* _Document segment_
┌──
# **Text Classification**

### **Dataset: CLINC 150**

In [None]:
text_train_file = "clinc_train.csv"
text_test_file = "clinc_test.csv"

with open(text_train_file) as f:
    for _ in range(5):
        print(next(f))

### **Define the model**

In [None]:
from thirdai import bolt

text_model = bolt.UniversalDeepTransformer(
    data_types={
        "text": bolt.types.text(force_atttention=True),
        "label": bolt.types.categorical()
    },
    target="label"
)

### **Train and evaluate**

In [None]:
train_config = (bolt.TrainConfig(epochs=3, learning_rate=0.0001)
                    .with_metrics(["categorical_accuracy"]))

text_model.train(text_train_file, train_config)

test_config = (bolt.EvalConfig()
                   .with_metrics(["categorical_accuracy"]))

text_model.evaluate(text_test_file, test_config)

# **Tabular Classification**

### **Dataset: Census Income**

In [None]:
tabular_train_file = "census_train.csv"
tabular_test_file = "census_test.csv"

with open(tabular_train_file) as f:
    for _ in range(5):
        print(next(f))

In [None]:
from thirdai import bolt

tabular_model = bolt.UniversalDeepTransformer(
    data_types={
        "age": bolt.types.numerical(range=(17, 90)),
        "workclass": bolt.types.categorical(n_unique_classes=9),
        "fnlwgt": bolt.types.numerical(range=(12285, 1484705)),
        "education": bolt.types.categorical(n_unique_classes=16),
        "education-num": bolt.types.categorical(n_unique_classes=16),
        "marital-status": bolt.types.categorical(n_unique_classes=7),
        "occupation": bolt.types.categorical(n_unique_classes=15),
        "relationship": bolt.types.categorical(n_unique_classes=6),
        "race": bolt.types.categorical(n_unique_classes=5),
        "sex": bolt.types.categorical(n_unique_classes=2),
        "capital-gain": bolt.types.numerical(range=(0, 99999)),
        "capital-loss": bolt.types.numerical(range=(0, 4356)),
        "hours-per-week": bolt.types.numerical(range=(1, 99)),
        "native-country": bolt.types.categorical(n_unique_classes=42),
        "label": bolt.types.categorical(n_unique_classes=2),
    },
    target="label"
└──
* _Your tasks_
(1) Update the rows below: start at the line that has "The component shall provide one point per instance of the grass", stop after the line that has "x=442 y=205", and write those lines out again with "separated by a comma" in place of "separated by a space" and nothing else changed.
(2) Pick up the bolt classification notebook from its last line and carry it forward.

* _Provided records_
┌──
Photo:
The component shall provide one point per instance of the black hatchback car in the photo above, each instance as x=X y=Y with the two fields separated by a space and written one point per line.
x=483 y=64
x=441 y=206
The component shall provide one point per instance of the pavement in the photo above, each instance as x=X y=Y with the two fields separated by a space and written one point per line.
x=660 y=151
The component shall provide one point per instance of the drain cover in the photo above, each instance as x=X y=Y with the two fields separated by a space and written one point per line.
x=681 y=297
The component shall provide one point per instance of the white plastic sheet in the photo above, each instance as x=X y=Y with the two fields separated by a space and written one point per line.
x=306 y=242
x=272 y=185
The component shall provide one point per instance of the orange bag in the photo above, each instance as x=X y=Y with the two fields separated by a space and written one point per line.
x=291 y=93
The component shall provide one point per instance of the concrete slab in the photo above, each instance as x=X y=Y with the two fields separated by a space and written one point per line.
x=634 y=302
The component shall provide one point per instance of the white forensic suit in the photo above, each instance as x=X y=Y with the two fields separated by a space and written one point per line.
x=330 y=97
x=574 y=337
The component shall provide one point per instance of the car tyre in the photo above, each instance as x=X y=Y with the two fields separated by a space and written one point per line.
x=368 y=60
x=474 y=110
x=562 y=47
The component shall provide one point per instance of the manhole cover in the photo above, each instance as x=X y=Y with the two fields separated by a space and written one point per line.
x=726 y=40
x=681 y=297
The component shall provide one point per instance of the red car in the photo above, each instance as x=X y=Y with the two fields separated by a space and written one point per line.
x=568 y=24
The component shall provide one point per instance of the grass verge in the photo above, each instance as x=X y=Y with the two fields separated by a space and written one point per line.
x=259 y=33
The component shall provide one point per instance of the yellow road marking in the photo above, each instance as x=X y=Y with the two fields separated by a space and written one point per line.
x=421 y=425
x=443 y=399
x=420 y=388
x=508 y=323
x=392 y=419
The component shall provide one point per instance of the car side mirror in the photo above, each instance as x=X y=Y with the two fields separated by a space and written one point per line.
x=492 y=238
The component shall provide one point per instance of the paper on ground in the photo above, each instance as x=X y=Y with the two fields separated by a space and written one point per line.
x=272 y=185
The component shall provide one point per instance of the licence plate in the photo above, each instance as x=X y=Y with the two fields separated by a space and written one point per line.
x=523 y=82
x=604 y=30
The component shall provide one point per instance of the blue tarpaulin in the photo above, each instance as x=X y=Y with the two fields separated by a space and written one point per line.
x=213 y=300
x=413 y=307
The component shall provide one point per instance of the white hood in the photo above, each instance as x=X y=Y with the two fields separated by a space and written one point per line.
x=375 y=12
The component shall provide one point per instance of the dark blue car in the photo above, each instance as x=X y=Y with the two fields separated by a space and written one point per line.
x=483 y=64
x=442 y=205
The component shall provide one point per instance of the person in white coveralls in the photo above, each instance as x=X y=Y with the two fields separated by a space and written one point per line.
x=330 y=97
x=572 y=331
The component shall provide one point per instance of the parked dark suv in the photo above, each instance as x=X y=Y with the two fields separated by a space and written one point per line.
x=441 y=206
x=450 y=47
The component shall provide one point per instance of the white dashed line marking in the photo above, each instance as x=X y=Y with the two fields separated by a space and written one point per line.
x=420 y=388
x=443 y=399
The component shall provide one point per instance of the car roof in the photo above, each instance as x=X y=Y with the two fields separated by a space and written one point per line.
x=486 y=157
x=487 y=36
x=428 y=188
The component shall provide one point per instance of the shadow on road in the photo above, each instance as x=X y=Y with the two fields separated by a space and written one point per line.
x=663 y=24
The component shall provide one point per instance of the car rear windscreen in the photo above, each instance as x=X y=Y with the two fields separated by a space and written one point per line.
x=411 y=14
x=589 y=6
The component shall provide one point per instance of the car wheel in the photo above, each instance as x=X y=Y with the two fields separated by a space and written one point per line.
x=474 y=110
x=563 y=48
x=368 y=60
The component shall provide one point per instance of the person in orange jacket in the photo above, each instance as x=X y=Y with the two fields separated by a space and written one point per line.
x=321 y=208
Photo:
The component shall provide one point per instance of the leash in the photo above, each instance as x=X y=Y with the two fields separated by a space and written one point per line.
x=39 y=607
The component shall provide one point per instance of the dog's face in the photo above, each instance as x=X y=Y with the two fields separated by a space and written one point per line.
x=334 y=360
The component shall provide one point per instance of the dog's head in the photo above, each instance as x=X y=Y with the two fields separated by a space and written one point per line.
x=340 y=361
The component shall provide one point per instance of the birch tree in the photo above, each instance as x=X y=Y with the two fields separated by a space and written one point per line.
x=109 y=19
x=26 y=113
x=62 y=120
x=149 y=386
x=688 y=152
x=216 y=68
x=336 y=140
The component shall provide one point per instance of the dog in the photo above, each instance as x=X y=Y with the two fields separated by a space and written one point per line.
└──
* _Responses in order_
(1)
The component shall provide one point per instance of the grass verge in the photo above, each instance as x=X y=Y with the two fields separated by a comma and written one point per line.
x=259 y=33
The component shall provide one point per instance of the yellow road marking in the photo above, each instance as x=X y=Y with the two fields separated by a comma and written one point per line.
x=421 y=425
x=443 y=399
x=420 y=388
x=508 y=323
x=392 y=419
The component shall provide one point per instance of the car side mirror in the photo above, each instance as x=X y=Y with the two fields separated by a comma and written one point per line.
x=492 y=238
The component shall provide one point per instance of the paper on ground in the photo above, each instance as x=X y=Y with the two fields separated by a comma and written one point per line.
x=272 y=185
The component shall provide one point per instance of the licence plate in the photo above, each instance as x=X y=Y with the two fields separated by a comma and written one point per line.
x=523 y=82
x=604 y=30
The component shall provide one point per instance of the blue tarpaulin in the photo above, each instance as x=X y=Y with the two fields separated by a comma and written one point per line.
x=213 y=300
x=413 y=307
The component shall provide one point per instance of the white hood in the photo above, each instance as x=X y=Y with the two fields separated by a comma and written one point per line.
x=375 y=12
The component shall provide one point per instance of the dark blue car in the photo above, each instance as x=X y=Y with the two fields separated by a comma and written one point per line.
x=483 y=64
x=442 y=205

(2)
)

train_config = (bolt.TrainConfig(epochs=5, learning_rate=0.01)
                    .with_metrics(["categorical_accuracy"]))

tabular_model.train(tabular_train_file, train_config)

test_config = (bolt.EvalConfig()
                   .with_metrics(["categorical_accuracy"]))

tabular_model.evaluate(tabular_test_file, test_config)

# **Product Recommendation**

### **Dataset: Movielens 1M**

In [None]:
movie_train_file = "movielens_train.csv"
movie_test_file = "movielens_test.csv"

with open(movie_train_file) as f:
    for _ in range(5):
        print(next(f))

In [None]:
from thirdai import bolt

movie_model = bolt.UniversalDeepTransformer(
    data_types={
        "userId": bolt.types.categorical(n_unique_classes=6040),
        "movieId": bolt.types.categorical(n_unique_classes=3706),
        "timestamp": bolt.types.date(),
    },
    temporal_tracking_relationships={
        "userId": ["movieId"]
    },
    target="movieId",
)

train_config = (bolt.TrainConfig(epochs=3, learning_rate=0.0001)
                    .with_metrics(["recall@10"]))

movie_model.train(movie_train_file, train_config)

test_config = (bolt.EvalConfig()
                   .with_metrics(["recall@1", "recall@10", "recall@100"]))

movie_model.evaluate(movie_test_file, test_config)

In [None]:
import time

a = time.time()
text_model.predict({"text": "what expression would i use to say i love you if i were an italian"})
tabular_model.predict({"age": "39", "workclass": "State-gov", "fnlwgt": "77516", "education": "Bachelors", "education-num": "13", "marital-status": "Never-married", "occupation": "Adm-clerical", "relationship": "Not-in-family", "race": "White", "sex": "Male", "capital-gain": "2174", "capital-loss": "0", "hours-per-week": "40", "native-country": "United-States"})
movie_model.predict({"userId": "4958", "timestamp": "2003-02-28"})
b = time.time()

print((b-a) * 1000, "ms")